*WORK TASK:*
Everything in the listing below needs to be retyped exactly.

[Opening EXERCISE MATERIALS section]

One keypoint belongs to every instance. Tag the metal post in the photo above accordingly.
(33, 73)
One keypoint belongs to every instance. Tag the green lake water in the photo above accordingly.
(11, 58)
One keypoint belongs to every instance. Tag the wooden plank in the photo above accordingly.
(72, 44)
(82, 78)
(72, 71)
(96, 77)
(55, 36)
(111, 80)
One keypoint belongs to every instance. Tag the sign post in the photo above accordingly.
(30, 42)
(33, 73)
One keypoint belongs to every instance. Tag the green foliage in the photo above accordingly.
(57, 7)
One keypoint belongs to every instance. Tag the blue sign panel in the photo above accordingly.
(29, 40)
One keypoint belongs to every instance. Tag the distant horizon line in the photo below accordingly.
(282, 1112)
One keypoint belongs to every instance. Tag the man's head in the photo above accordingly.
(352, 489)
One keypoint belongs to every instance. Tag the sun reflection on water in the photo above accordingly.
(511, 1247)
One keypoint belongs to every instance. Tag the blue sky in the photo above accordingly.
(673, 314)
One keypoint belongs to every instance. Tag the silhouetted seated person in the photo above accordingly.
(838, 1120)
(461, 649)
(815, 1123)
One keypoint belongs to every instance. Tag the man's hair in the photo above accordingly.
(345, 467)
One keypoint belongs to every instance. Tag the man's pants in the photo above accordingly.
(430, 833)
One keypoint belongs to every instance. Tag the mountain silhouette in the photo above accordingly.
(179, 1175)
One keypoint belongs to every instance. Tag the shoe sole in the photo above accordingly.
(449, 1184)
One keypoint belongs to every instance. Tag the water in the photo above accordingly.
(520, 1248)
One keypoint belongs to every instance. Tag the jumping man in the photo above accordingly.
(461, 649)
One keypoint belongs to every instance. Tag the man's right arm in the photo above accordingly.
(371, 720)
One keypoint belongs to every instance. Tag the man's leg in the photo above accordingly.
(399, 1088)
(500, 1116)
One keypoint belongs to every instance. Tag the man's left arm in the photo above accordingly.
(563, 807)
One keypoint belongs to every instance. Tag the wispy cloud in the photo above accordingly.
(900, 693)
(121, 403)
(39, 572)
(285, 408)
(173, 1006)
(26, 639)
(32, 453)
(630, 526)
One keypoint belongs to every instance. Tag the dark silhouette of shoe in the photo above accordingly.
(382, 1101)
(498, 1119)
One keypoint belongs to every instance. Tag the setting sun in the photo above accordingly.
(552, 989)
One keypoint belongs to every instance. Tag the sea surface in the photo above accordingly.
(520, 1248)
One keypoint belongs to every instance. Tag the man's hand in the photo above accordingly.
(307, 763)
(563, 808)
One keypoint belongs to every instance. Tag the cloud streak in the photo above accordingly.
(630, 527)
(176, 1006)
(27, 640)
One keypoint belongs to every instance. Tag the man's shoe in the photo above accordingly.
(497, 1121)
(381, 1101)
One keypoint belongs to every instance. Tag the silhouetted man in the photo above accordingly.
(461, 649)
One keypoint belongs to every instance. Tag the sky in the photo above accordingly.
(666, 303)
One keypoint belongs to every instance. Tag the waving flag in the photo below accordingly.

[Closing EXERCISE MATERIALS section]

*RESPONSE TO THIS TASK:*
One keypoint belongs to every instance. Tag the metal post in the photo above accordingly.
(33, 73)
One keypoint belongs to every instance. Tag the green lake water in the photo above accordingly.
(11, 58)
One keypoint belongs to every instance. Tag the wooden plank in the photo above accordingly.
(72, 44)
(82, 78)
(72, 71)
(96, 77)
(55, 36)
(111, 80)
One keypoint belongs to every instance. Tag the sign post in the photo above accordingly.
(30, 42)
(33, 73)
One keypoint belongs to every instance. Tag the green foliage in the photo above accordingly.
(57, 7)
One keypoint belongs to every instance. Tag the blue sign panel in the photo above accordingly.
(29, 40)
One keypoint belongs to every instance. Tag the distant horizon line in the photo below accordingly.
(282, 1112)
One keypoint belongs to every instance. Tag the man's head in the photo above accordingly.
(352, 489)
One keypoint belongs to every instance. Tag the sun reflection on water in the photo above accordingly.
(511, 1247)
One keypoint belongs to every instance. Tag the blue sky in the photo above accordingly.
(673, 314)
One keypoint belongs to every instance. Tag the silhouetted seated person in the photo above accordingly.
(838, 1120)
(461, 649)
(815, 1123)
One keypoint belongs to every instance. Tag the man's hair in the photo above accordingly.
(345, 467)
One keypoint belongs to every instance. Tag the man's pants in the photo above accordingly.
(430, 833)
One keypoint belongs to every instance. Tag the mountain silhouette in the photo above accordingly.
(179, 1175)
One keypoint belongs to every instance. Tag the shoe sole in the photo above accordingly.
(449, 1184)
One keypoint belongs to every instance. Tag the water in the photo above accordingly.
(520, 1248)
One keypoint belongs to every instance. Tag the jumping man in the photo above accordingly.
(461, 649)
One keypoint belongs to every instance. Tag the man's right arm in the photo above accordingly.
(371, 720)
One keypoint belongs to every instance. Tag the man's leg in the photo above accordingly.
(399, 1088)
(500, 1116)
One keypoint belongs to every instance. Tag the man's left arm in the photo above accordingly.
(563, 807)
One keypoint belongs to every instance. Tag the wispy cloud in the photo above accordingly.
(900, 693)
(121, 403)
(39, 572)
(285, 408)
(173, 1006)
(26, 639)
(32, 453)
(630, 526)
One keypoint belongs to every instance. Tag the dark silhouette of shoe in the photo above accordingly.
(382, 1101)
(498, 1119)
One keypoint belongs to every instance. Tag the setting sun in the photo above accordingly.
(552, 989)
One keypoint belongs to every instance. Tag the sea surface in the photo above accordingly.
(520, 1248)
One keypoint belongs to every instance. Tag the man's hand in the photo above accordingly.
(307, 763)
(563, 808)
One keypoint belongs to every instance. Tag the cloud streak in the photo above accordingly.
(630, 527)
(176, 1006)
(27, 640)
One keypoint belongs to every instance. Tag the man's shoe in the photo above accordingly.
(497, 1121)
(381, 1101)
One keypoint belongs to every instance. Tag the silhouetted man in the photo above accordingly.
(461, 649)
One keypoint belongs to every instance. Tag the sky in the photo above accordingly.
(666, 303)
One keypoint belongs to every instance. Tag the waving flag in the photo below accordingly.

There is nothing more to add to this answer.